- [Problem to solve]:
Find the line holding "Objective — one point per instance of the tree bark" in the entries below. Give it again exactly, along with every line after it up to and including the line holding "Objective — one point per instance of the shadow".

::::

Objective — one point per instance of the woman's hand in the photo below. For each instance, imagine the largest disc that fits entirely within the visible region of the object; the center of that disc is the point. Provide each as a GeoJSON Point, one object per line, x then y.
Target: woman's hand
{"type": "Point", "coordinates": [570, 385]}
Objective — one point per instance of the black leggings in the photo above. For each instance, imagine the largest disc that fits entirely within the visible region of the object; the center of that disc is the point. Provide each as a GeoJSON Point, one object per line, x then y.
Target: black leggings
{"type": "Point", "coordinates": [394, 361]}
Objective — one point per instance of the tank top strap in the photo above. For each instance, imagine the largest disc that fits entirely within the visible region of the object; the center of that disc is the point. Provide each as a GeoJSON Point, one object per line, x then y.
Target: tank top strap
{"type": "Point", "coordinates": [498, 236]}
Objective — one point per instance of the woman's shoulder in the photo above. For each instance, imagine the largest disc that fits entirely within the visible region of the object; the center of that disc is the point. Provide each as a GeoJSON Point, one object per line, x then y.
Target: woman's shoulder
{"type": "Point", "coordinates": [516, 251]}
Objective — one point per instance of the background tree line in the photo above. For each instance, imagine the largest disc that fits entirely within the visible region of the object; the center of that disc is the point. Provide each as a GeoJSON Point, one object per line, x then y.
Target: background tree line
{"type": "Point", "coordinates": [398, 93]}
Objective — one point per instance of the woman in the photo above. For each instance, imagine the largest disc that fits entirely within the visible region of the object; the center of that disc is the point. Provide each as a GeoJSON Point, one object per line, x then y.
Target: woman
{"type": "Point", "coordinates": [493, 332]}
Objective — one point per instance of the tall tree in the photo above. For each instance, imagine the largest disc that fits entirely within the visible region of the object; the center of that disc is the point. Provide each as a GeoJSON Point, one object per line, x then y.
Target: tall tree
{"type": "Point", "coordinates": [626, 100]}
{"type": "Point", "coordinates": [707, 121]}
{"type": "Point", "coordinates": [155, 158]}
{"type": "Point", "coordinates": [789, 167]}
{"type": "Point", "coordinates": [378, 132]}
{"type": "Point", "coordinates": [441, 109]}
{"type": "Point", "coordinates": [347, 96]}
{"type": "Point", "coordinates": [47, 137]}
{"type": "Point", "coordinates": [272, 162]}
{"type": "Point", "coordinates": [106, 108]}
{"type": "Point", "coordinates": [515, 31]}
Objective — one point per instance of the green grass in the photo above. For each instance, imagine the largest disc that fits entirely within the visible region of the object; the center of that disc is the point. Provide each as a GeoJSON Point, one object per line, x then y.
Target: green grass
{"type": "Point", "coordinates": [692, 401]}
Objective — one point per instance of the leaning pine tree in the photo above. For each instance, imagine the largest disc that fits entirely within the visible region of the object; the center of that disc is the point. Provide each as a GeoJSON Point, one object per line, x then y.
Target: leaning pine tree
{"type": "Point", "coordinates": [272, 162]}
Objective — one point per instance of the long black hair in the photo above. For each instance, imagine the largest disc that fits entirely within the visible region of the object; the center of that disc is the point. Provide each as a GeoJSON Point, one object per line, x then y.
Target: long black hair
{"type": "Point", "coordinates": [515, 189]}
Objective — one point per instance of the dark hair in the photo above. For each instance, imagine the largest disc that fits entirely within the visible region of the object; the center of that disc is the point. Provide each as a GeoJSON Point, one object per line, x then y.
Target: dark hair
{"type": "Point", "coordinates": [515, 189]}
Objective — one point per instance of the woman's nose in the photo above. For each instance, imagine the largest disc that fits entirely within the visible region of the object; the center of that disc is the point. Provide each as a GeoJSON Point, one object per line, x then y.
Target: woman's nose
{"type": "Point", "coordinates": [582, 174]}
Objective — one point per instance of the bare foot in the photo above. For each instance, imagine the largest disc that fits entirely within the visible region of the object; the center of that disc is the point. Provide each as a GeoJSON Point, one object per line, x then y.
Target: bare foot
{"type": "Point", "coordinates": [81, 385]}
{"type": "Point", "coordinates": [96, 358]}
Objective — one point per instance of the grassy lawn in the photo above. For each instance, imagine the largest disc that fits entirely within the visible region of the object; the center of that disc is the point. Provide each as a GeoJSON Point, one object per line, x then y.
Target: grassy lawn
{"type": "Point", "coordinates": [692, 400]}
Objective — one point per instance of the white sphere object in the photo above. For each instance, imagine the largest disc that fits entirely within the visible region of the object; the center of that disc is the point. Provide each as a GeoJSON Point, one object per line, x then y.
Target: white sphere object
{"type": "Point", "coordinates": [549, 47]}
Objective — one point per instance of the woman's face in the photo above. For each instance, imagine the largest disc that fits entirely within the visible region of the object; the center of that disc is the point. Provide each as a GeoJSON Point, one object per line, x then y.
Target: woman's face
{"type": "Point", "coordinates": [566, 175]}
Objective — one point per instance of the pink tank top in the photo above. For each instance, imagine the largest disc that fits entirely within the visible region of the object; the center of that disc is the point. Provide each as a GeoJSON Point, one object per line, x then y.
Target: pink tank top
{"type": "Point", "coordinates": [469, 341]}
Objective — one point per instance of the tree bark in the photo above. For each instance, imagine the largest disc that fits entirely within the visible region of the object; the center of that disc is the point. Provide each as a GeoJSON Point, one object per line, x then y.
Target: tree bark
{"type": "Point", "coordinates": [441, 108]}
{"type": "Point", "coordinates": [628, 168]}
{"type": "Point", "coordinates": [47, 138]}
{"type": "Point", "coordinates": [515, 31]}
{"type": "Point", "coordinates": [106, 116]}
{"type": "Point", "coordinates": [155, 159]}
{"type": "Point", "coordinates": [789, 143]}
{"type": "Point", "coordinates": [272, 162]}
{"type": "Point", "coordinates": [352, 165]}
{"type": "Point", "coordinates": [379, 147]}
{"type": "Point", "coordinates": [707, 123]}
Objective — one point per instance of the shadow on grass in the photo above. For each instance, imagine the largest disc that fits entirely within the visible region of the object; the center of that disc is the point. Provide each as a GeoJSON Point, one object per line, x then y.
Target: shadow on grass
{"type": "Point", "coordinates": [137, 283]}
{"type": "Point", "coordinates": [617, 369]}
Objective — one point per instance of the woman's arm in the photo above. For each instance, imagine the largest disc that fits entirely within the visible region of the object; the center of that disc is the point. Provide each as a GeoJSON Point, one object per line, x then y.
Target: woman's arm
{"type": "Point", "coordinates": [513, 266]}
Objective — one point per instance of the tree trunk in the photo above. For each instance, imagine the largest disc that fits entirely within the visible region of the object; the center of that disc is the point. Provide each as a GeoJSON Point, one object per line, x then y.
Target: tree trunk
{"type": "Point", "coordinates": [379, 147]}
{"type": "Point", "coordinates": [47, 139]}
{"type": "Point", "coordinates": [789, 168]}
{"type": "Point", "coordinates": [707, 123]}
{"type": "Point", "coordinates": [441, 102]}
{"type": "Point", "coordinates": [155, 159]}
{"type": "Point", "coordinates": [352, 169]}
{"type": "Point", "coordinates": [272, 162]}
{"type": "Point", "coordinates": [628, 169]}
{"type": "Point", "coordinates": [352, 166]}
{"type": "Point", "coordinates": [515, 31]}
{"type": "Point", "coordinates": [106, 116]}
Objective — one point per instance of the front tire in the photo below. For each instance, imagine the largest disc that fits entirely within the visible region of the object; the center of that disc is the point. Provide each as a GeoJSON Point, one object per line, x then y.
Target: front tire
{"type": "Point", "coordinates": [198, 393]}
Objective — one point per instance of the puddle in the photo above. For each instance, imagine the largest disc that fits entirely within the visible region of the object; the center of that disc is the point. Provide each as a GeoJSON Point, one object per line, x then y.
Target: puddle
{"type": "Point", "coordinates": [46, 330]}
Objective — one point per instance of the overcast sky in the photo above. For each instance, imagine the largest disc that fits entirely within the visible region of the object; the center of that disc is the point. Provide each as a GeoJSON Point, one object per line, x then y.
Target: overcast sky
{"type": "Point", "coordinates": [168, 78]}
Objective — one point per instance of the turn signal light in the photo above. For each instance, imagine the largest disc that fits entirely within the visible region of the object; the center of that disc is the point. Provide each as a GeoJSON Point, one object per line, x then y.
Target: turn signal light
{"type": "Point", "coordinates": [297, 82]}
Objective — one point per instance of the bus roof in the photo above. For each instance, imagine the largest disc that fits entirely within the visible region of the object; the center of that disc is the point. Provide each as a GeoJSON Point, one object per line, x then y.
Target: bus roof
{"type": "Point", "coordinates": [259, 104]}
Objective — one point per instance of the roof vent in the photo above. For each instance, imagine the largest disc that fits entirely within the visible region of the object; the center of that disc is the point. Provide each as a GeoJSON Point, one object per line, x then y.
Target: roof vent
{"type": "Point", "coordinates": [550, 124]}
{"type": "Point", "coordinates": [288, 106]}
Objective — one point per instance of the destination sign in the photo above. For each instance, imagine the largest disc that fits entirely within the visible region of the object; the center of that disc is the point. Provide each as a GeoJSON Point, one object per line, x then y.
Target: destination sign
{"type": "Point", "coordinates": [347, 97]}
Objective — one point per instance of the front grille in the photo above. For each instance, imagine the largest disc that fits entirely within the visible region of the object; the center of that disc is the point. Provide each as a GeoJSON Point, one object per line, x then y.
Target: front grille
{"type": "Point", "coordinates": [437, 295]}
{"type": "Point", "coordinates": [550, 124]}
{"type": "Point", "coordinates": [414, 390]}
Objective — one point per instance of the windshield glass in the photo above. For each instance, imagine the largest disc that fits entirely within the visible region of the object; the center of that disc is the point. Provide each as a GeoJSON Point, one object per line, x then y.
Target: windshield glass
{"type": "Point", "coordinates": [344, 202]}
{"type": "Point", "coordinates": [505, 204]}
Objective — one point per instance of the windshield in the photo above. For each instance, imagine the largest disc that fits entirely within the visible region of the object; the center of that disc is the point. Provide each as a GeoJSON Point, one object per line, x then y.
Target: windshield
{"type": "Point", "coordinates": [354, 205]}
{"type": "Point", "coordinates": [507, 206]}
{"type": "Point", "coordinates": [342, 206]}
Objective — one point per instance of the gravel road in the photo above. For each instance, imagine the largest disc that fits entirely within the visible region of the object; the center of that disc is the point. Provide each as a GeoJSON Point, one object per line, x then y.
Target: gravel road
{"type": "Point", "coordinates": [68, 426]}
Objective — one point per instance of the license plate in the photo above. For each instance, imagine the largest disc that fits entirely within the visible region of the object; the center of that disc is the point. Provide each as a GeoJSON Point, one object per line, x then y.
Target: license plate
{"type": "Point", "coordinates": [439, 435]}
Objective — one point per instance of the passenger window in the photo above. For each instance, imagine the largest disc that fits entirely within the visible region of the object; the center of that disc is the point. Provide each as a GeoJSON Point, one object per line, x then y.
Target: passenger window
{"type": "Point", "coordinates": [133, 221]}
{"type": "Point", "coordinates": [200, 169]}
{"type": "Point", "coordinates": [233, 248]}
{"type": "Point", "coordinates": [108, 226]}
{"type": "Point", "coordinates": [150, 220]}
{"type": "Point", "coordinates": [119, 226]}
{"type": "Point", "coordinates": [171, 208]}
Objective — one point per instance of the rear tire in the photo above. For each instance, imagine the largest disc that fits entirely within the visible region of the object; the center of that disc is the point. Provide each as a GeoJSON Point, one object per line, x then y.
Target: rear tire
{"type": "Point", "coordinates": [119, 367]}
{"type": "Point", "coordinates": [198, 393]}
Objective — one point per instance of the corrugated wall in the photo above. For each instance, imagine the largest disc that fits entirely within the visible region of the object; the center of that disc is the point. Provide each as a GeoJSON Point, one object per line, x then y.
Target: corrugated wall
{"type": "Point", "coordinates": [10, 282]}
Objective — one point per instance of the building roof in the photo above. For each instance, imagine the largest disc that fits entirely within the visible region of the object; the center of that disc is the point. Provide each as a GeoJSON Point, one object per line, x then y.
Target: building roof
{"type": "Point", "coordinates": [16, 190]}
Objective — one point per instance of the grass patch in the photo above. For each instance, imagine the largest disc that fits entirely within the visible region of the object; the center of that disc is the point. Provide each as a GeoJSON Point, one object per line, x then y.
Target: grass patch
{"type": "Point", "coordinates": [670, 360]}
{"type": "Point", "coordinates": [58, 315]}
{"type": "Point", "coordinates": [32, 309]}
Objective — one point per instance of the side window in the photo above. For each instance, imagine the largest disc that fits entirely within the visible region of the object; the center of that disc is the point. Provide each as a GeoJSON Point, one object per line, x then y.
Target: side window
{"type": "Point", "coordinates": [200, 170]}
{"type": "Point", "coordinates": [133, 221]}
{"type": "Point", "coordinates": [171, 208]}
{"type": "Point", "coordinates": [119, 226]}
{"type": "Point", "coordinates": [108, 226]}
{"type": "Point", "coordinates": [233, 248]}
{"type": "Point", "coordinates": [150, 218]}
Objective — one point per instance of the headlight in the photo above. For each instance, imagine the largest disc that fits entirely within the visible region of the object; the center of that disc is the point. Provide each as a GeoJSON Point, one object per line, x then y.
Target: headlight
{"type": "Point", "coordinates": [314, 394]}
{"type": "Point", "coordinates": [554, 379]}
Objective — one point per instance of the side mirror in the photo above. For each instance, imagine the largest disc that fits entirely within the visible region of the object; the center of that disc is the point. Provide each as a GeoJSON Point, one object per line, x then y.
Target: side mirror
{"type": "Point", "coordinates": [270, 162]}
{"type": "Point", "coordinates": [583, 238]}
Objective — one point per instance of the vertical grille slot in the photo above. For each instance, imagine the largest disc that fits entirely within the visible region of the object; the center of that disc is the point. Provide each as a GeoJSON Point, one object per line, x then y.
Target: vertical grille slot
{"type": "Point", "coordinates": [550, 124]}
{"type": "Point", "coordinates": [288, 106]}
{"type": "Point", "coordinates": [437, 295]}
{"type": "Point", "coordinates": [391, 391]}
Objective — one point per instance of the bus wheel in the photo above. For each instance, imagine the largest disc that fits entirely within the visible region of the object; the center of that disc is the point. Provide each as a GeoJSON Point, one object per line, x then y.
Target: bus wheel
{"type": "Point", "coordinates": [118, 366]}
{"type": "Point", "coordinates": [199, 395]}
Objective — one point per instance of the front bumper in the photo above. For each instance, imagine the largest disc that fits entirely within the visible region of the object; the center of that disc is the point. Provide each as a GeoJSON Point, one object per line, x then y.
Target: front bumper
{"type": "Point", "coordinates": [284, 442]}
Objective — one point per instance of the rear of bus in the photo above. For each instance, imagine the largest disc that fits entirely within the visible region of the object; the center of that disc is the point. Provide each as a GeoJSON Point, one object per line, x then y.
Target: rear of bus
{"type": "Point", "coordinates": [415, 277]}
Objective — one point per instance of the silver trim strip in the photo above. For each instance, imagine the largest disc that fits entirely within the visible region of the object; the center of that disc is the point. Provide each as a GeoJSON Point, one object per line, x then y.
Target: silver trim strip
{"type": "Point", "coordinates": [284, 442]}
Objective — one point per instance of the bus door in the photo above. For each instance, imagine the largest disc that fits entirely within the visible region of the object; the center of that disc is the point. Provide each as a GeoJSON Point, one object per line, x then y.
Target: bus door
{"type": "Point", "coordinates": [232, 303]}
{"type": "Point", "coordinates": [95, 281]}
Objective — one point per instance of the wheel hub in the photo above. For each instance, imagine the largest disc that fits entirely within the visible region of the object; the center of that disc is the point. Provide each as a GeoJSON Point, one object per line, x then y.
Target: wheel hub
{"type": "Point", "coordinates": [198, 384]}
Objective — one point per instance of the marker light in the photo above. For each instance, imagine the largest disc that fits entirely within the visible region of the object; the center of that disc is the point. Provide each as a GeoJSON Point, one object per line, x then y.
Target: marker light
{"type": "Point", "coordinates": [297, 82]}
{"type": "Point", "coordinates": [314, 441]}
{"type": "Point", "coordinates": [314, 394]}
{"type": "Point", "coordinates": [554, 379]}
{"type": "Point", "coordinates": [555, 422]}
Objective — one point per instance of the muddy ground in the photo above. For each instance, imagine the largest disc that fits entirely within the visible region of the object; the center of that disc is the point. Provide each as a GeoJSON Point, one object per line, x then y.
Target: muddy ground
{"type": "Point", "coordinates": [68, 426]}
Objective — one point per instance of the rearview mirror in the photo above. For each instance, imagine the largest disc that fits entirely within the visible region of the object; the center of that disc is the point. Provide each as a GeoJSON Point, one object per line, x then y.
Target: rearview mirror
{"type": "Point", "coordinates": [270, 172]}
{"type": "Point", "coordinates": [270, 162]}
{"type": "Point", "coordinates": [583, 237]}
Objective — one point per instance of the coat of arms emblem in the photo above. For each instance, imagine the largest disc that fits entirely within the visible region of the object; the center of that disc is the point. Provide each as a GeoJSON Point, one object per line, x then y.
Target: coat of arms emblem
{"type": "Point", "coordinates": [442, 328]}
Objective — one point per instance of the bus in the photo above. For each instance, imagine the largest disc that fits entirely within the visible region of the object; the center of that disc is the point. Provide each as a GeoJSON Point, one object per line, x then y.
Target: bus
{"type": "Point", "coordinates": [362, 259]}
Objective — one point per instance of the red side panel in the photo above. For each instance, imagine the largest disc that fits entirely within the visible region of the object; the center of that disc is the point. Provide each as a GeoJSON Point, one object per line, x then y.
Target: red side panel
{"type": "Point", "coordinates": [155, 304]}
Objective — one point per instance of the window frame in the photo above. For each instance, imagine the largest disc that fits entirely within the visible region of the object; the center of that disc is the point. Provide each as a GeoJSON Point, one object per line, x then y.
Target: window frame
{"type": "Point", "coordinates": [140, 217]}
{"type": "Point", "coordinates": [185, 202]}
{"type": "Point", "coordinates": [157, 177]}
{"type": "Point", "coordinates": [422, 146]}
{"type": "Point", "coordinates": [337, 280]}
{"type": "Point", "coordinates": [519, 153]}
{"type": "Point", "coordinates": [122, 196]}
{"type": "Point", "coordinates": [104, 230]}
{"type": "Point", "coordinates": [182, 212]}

::::

- [Answer box]:
Objective — one point per instance of the tree bark in the photo above. For each instance, imagine the largest disc that fits entirely within the visible region of the object; the center of that disc is the point. Provide each as a GeoJSON Point, one object per line, x then y.
Target: tree bark
{"type": "Point", "coordinates": [441, 108]}
{"type": "Point", "coordinates": [628, 168]}
{"type": "Point", "coordinates": [47, 138]}
{"type": "Point", "coordinates": [515, 31]}
{"type": "Point", "coordinates": [106, 116]}
{"type": "Point", "coordinates": [155, 159]}
{"type": "Point", "coordinates": [789, 143]}
{"type": "Point", "coordinates": [272, 162]}
{"type": "Point", "coordinates": [352, 165]}
{"type": "Point", "coordinates": [379, 147]}
{"type": "Point", "coordinates": [707, 123]}
Objective — one point per instance of the shadow on grass in the photo above. For each instance, imagine the largest disc that fits entirely within the visible region of the object; the center of that disc is the point. Provide each as a GeoJSON Point, one object per line, x then y.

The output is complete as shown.